■ EXTRACT ■
================

# What opera would you send into outer space?



## Itullian (Aug 27, 2011)

We're sending a capsule into deep space to show
representations of our civilization and art.
Only one can be allowed in the capsule.

Which opera would you choose to put in the capsule?
:tiphat:


----------



## andreas chenier (Oct 5, 2017)

for me it is only one answer to this: Der Ring des Nibelungen. Preferably Furtwänglers.


----------



## nina foresti (Mar 11, 2014)

Don Carlo Don Carlo (such a silly rule)


----------



## Nocture In Blue (Jun 3, 2015)

Parsifal. The most heartbreakingly beautiful 4 hours of music I can think of. I would pick Hans Knappertsbusch's 1962 Bayreuth recording.


----------



## KenOC (Mar 7, 2011)

Given that any beings capable of discovering our tiny spacecraft will likely be far in advance of us, not necessarily well disposed, and perhaps hungry for a planet with billions of large and meaty mammalian bipeds, I'd be looking for an opera that would repel them. Failing that, I'd send rap music.


----------



## Itullian (Aug 27, 2011)

I think I would choose Gotterdammerung. It has just about everything.


----------



## davidglasgow (Aug 19, 2017)

If we were trying to impress our alien neighbours, how about Mozart and *Le Nozze di Figaro*? Giulini with Taddei, Schwarzkopf et al might do the trick.
If we were actually representing our civilisation and art more honestly, ramp up the romance and violence, eroticism and drama, artifice and politics so *Tosca* would suffice. De Sabata with Callas, di Stefano and Gobbi might scare the aliens off and if we are really lucky besides their thousand eyes, green skin and tentacles, the creatures might only have one ear so the mono sound is not an issue...


----------



## Becca (Feb 5, 2015)

Karl-Birger Blomdahl's _Aniara_


----------



## Pugg (Aug 8, 2014)

​


----------



## KenOC (Mar 7, 2011)

Aliens hear the rap music.

“Throg, let’s go there and get a bite to eat.”
“Zt'ruc, no way am I going near a planet that listens to music like that.”
“Relax, they can be stabbed with a fork and cut with a knife. Isn’t that enough?”
“Your digestion may be up to it, but mine certainly isn’t.”
"But listen now, Throg, they're playing Rossini!"
"Suddenly I'm hungry. Plot us a course and call our order ahead. Two breasts, two arms, and a thigh with fries and slaw for me. I have MasterCard."

================

Coordinate annotation records
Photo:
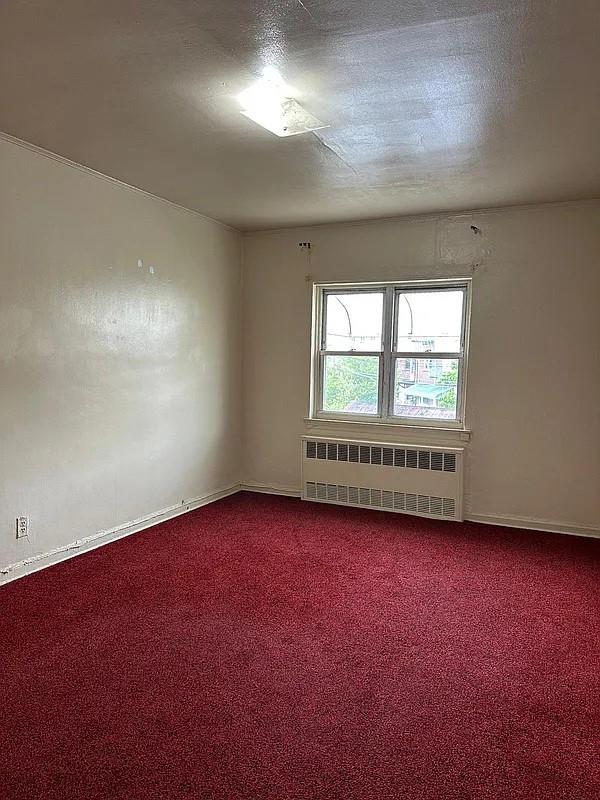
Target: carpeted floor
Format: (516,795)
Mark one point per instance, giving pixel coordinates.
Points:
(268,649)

================

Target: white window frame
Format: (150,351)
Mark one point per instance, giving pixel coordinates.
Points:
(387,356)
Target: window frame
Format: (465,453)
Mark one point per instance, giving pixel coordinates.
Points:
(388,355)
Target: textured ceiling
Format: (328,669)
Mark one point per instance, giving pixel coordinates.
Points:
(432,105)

================

■ WHAT YOU NEED TO DO ■
1. Answer these questions about the thread on choosing an opera to send into space, giving each answer on its own line:
(a) Which recording of Parsifal does Nocture In Blue pick?
(b) Which opera does Itullian choose in the second post under that name?
(c) What would KenOC send if an opera that repels the aliens can't be found?
2. Continue the forum thread about which opera to send into outer space, picking up after its last post.
The records have no connection to the text.

■ REPLIES ■
1.
(a) Hans Knappertsbusch's 1962 Bayreuth recording
(b) Gotterdammerung
(c) Rap music

2.
----------



## EddieRUKiddingVarese (Jan 8, 2013)

I would send all of it, nothing to be spared


----------



## Nocture In Blue (Jun 3, 2015)

Becca said:


> Karl-Birger Blomdahl's _Aniara_


Good choice. I can't think of an opera more appropriate for outer space than Aniara.


----------



## alan davis (Oct 16, 2013)

I thought the long held answer to this question is the collected works of J.S. Bach. Tempered by the rider that we would probably be bragging.


----------



## SixFootScowl (Oct 17, 2011)

No opera. How about sending Cage's 4'33"?


----------



## Itullian (Aug 27, 2011)

Everybody's a comedian,


----------



## EddieRUKiddingVarese (Jan 8, 2013)

Fritz Kobus said:


> No opera. How about sending Cage's 4'33"?


Which version ?


----------



## SixFootScowl (Oct 17, 2011)

EddieRUKiddingVarese said:


> Which version ?


The operatic version, of course.


----------



## EddieRUKiddingVarese (Jan 8, 2013)

Fritz Kobus said:


> The operatic version, of course.


Ah yes, i should have known the Tenor in waiting is superb


----------



## Granate (Jun 25, 2016)

I would choose between one of these....


















Two vocally fascinating operas.


----------



## DarkAngel (Aug 11, 2010)

To save mankind and prevent hostile alien invasion send the LA Ring, it will convince them mankind has never evolved beyond primitive food gathering stage........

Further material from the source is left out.